* _Task details_:
Please write out only the part of the data that opens with the line containing "Note: mark the metal staircase" and closes with the line containing "pixel 39 283", keeping every line, and shift each pixel coordinate in it by adding 3 to both the x and y values.

* * * * *

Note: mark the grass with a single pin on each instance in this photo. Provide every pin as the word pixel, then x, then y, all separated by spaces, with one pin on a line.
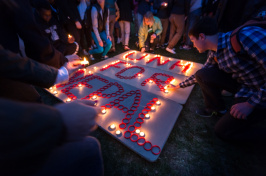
pixel 192 147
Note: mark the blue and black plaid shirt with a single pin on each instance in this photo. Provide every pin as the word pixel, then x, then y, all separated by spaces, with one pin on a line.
pixel 250 72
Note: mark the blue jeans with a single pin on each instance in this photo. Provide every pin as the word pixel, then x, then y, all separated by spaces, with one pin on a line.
pixel 104 50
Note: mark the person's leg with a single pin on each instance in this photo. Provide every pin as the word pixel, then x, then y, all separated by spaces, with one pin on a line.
pixel 179 23
pixel 111 27
pixel 212 81
pixel 242 131
pixel 127 32
pixel 122 27
pixel 97 50
pixel 74 158
pixel 165 23
pixel 107 41
pixel 192 18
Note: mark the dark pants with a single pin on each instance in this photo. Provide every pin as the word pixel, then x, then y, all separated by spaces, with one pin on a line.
pixel 74 158
pixel 212 81
pixel 149 45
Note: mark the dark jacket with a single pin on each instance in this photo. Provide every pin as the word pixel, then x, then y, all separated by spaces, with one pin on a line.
pixel 16 18
pixel 144 6
pixel 125 8
pixel 163 12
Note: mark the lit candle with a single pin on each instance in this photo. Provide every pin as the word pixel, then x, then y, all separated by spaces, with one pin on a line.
pixel 84 62
pixel 112 126
pixel 141 134
pixel 103 111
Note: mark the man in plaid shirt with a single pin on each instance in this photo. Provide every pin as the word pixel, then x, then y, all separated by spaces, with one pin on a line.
pixel 243 74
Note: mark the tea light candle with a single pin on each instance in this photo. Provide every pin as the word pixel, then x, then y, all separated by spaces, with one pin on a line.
pixel 84 62
pixel 158 102
pixel 141 134
pixel 103 111
pixel 112 126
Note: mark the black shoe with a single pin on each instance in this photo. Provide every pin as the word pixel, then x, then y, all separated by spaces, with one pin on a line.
pixel 209 113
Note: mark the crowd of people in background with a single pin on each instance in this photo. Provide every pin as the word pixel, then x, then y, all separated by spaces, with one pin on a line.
pixel 44 140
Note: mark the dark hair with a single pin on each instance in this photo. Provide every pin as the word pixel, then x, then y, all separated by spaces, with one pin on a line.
pixel 42 4
pixel 205 25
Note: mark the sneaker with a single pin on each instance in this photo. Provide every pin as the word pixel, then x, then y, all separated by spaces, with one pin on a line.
pixel 209 113
pixel 170 50
pixel 104 57
pixel 91 57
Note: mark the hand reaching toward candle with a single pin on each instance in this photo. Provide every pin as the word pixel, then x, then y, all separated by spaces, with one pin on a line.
pixel 79 118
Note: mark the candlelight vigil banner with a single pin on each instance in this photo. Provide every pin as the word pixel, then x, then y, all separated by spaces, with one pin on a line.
pixel 131 88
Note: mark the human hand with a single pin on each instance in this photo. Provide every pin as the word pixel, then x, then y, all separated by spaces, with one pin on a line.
pixel 70 39
pixel 78 25
pixel 101 43
pixel 241 110
pixel 79 118
pixel 109 37
pixel 72 66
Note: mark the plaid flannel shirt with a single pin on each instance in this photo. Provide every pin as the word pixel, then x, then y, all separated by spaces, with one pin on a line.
pixel 249 72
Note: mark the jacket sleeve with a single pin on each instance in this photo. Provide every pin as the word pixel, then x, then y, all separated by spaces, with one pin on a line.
pixel 26 70
pixel 28 130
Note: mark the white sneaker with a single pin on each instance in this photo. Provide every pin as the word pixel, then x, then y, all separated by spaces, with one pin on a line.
pixel 118 40
pixel 170 50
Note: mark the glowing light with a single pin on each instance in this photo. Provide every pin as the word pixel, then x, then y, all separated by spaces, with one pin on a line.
pixel 103 111
pixel 142 134
pixel 84 62
pixel 112 126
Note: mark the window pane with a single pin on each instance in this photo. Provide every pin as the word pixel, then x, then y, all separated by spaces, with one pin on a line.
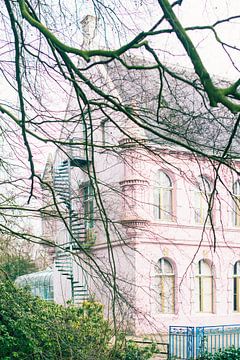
pixel 164 180
pixel 167 294
pixel 236 188
pixel 207 294
pixel 166 204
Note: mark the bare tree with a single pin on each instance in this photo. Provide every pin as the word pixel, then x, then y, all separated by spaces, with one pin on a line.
pixel 73 92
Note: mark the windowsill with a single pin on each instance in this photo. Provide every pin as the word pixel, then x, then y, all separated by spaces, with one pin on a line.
pixel 159 221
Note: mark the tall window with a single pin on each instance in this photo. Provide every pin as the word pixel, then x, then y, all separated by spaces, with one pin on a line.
pixel 236 286
pixel 236 203
pixel 166 286
pixel 204 287
pixel 201 198
pixel 163 197
pixel 88 205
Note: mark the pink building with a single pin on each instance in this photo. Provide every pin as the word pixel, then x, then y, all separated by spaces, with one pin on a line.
pixel 143 222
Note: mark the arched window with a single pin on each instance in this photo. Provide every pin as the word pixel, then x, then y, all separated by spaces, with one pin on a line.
pixel 236 286
pixel 166 286
pixel 163 194
pixel 204 287
pixel 236 203
pixel 201 198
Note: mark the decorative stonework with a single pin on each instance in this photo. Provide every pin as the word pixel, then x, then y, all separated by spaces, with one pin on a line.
pixel 133 182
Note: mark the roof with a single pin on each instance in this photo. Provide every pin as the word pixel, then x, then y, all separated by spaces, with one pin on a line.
pixel 175 111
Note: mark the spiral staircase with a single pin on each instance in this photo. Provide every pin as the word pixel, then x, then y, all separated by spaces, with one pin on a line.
pixel 64 259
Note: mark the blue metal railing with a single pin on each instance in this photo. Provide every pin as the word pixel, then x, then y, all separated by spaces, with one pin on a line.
pixel 186 342
pixel 212 338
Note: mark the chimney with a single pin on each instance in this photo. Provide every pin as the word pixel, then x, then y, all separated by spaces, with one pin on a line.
pixel 88 29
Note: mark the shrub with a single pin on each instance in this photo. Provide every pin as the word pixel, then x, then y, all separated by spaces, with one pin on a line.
pixel 230 353
pixel 33 329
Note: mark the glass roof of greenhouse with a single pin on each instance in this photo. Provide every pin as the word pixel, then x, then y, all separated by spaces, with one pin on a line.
pixel 44 278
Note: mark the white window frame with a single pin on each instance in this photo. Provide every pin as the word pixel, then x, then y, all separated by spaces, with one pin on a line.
pixel 204 281
pixel 164 278
pixel 160 191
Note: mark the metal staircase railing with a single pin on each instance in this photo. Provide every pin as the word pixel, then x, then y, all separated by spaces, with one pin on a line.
pixel 64 256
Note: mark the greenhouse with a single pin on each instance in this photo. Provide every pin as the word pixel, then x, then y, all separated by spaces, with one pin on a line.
pixel 39 283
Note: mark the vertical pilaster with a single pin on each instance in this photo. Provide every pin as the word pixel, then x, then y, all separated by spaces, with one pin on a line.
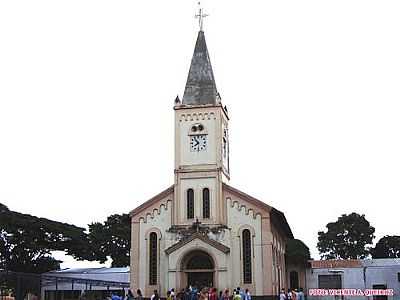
pixel 266 241
pixel 134 270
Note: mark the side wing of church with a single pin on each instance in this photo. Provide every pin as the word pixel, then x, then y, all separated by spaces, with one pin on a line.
pixel 200 231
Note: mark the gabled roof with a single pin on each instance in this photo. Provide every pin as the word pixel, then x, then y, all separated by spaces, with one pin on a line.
pixel 277 217
pixel 201 237
pixel 200 86
pixel 152 201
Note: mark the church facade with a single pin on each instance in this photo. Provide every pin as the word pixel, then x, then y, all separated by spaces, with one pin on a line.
pixel 201 231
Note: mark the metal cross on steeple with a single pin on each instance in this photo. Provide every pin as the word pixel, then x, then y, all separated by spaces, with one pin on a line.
pixel 201 15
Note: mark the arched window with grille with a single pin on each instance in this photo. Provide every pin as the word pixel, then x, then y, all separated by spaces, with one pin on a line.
pixel 153 259
pixel 190 203
pixel 206 203
pixel 246 250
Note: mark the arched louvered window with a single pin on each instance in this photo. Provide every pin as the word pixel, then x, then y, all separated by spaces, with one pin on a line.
pixel 206 203
pixel 153 261
pixel 246 247
pixel 190 203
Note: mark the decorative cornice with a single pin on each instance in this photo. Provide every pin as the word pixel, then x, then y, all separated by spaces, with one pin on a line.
pixel 152 201
pixel 201 237
pixel 276 216
pixel 197 116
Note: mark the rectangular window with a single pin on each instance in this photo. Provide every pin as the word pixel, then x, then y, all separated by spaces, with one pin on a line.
pixel 333 281
pixel 379 287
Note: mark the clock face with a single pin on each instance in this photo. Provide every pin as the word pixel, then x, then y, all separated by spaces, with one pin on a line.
pixel 198 143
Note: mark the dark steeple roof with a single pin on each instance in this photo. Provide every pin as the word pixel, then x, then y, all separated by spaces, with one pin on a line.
pixel 200 86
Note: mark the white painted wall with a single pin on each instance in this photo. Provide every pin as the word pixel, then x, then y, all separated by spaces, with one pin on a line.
pixel 238 217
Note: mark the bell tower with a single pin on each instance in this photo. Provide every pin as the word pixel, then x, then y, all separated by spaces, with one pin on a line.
pixel 201 145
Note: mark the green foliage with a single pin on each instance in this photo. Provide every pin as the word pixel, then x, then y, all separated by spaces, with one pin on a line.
pixel 111 239
pixel 347 238
pixel 26 241
pixel 387 247
pixel 297 252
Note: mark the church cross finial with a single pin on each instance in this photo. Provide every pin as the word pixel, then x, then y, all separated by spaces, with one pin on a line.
pixel 201 15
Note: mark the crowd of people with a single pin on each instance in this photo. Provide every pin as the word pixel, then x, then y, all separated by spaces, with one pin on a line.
pixel 292 294
pixel 192 293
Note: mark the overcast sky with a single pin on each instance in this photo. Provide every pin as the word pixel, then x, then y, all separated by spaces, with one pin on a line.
pixel 312 88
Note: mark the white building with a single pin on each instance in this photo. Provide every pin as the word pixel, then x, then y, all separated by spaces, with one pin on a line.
pixel 201 231
pixel 354 274
pixel 94 283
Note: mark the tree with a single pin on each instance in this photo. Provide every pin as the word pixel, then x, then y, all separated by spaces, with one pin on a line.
pixel 387 247
pixel 347 238
pixel 111 239
pixel 26 242
pixel 297 253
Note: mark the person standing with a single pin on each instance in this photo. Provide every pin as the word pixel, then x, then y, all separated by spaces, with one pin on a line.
pixel 237 296
pixel 289 295
pixel 139 295
pixel 294 294
pixel 213 294
pixel 226 295
pixel 282 295
pixel 155 296
pixel 247 294
pixel 300 294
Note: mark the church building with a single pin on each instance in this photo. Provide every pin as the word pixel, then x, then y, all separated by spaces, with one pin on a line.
pixel 201 231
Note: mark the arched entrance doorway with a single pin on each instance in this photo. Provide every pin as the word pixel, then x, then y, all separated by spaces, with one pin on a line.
pixel 198 267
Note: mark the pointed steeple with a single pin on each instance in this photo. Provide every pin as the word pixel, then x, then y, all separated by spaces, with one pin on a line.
pixel 200 86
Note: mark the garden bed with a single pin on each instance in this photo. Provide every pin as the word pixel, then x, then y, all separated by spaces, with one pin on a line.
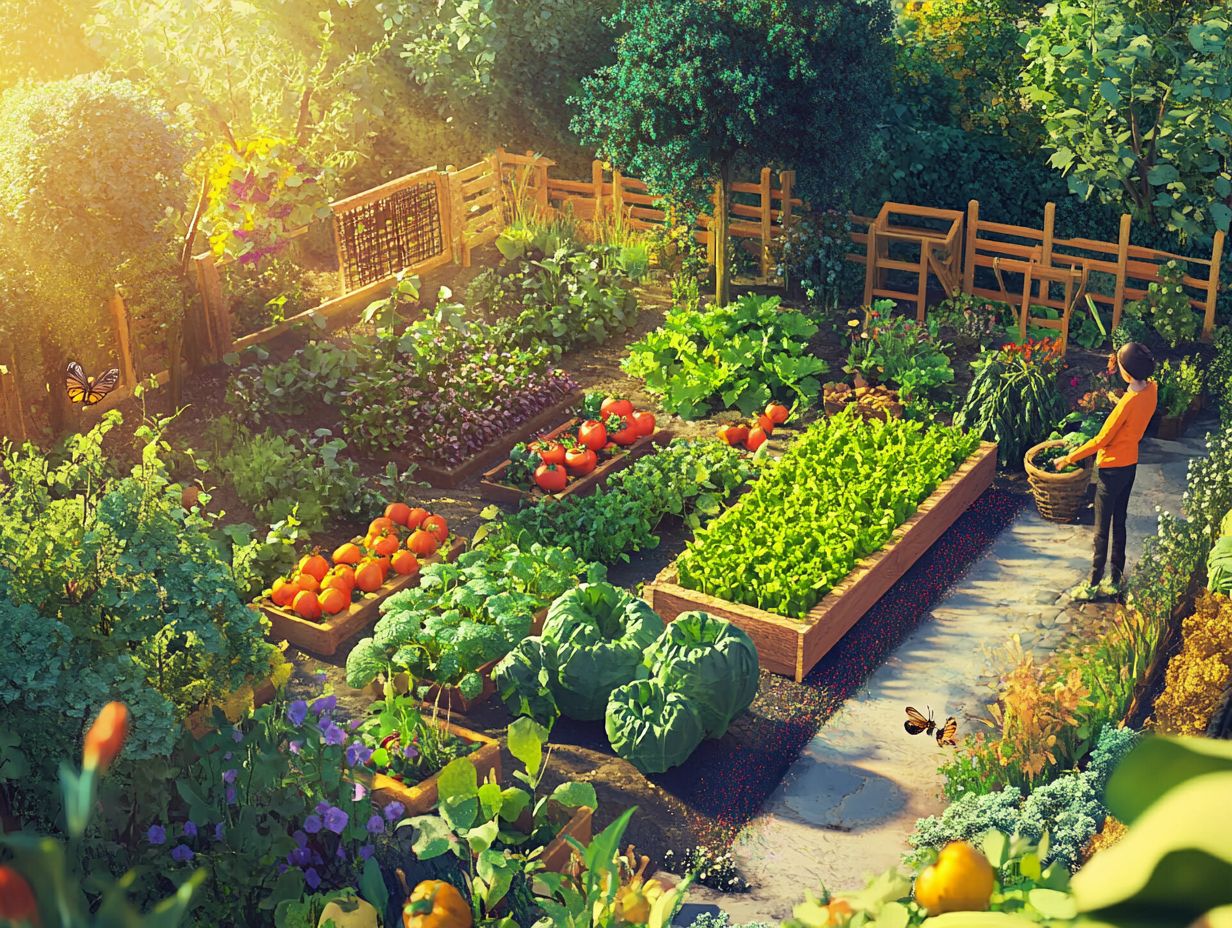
pixel 325 636
pixel 493 487
pixel 791 647
pixel 452 477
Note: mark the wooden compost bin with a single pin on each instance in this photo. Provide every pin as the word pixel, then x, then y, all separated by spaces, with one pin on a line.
pixel 324 636
pixel 794 646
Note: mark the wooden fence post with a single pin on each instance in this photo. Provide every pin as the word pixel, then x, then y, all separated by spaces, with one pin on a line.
pixel 1122 258
pixel 765 223
pixel 968 253
pixel 123 338
pixel 1212 286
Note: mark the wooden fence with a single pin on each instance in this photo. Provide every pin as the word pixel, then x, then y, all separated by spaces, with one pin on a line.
pixel 431 218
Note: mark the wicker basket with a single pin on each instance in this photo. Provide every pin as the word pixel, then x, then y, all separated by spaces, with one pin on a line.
pixel 1060 497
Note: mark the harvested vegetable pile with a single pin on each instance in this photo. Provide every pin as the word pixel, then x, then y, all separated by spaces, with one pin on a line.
pixel 835 497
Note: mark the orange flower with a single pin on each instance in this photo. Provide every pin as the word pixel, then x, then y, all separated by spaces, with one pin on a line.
pixel 16 899
pixel 106 737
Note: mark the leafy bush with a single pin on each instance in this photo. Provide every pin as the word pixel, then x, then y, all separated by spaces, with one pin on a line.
pixel 742 355
pixel 834 497
pixel 1014 398
pixel 127 597
pixel 465 614
pixel 689 480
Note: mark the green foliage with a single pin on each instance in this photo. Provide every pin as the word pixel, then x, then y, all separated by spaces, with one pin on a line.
pixel 834 497
pixel 126 599
pixel 1013 401
pixel 743 355
pixel 1132 99
pixel 465 614
pixel 689 480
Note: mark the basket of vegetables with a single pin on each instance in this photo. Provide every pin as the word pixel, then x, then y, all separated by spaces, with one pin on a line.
pixel 1061 494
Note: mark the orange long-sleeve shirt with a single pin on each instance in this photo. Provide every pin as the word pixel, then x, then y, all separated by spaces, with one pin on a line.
pixel 1118 441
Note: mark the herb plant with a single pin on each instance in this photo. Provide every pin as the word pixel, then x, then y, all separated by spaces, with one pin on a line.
pixel 834 497
pixel 743 355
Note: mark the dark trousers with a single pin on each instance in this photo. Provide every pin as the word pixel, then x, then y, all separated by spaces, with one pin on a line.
pixel 1113 487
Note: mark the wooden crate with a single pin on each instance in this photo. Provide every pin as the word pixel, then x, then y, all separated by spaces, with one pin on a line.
pixel 492 484
pixel 325 636
pixel 794 646
pixel 453 477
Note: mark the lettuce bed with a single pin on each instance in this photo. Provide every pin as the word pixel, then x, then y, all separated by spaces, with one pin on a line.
pixel 835 497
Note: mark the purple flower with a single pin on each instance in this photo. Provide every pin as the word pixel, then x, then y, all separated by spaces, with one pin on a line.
pixel 336 820
pixel 181 853
pixel 297 711
pixel 394 810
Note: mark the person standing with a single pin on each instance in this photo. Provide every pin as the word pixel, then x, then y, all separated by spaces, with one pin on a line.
pixel 1116 456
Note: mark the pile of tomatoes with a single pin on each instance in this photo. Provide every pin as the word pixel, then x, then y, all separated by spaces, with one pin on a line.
pixel 754 435
pixel 551 464
pixel 318 587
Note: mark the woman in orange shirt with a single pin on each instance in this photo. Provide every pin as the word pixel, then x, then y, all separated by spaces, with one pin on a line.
pixel 1116 455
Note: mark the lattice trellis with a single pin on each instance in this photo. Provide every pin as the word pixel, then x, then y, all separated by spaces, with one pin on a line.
pixel 388 234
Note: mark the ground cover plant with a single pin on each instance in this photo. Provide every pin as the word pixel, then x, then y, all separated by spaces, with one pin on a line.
pixel 833 498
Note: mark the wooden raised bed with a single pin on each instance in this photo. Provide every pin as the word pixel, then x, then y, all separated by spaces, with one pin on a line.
pixel 452 477
pixel 325 636
pixel 493 487
pixel 420 797
pixel 794 646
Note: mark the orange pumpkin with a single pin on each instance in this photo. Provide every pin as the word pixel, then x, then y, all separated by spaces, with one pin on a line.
pixel 404 563
pixel 423 542
pixel 348 553
pixel 333 600
pixel 398 513
pixel 283 592
pixel 436 525
pixel 314 565
pixel 368 577
pixel 307 605
pixel 435 903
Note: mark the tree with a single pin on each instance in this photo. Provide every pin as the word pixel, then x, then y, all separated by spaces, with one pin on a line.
pixel 89 168
pixel 1136 102
pixel 699 85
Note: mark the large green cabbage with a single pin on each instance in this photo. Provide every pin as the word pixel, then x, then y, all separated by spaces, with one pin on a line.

* * * * *

* _Task answer_:
Note: mark the metal staircase railing with a single pin on each instance in this photo. Provide every pin as the word pixel, then x, then y, all separated by spaces, with one pin on a line.
pixel 67 259
Note: mark the greenhouse with a single pin on each instance in this photo. Provide every pin as the word pixel, then x, then y, all separated by spaces, with one pin on a line.
pixel 42 286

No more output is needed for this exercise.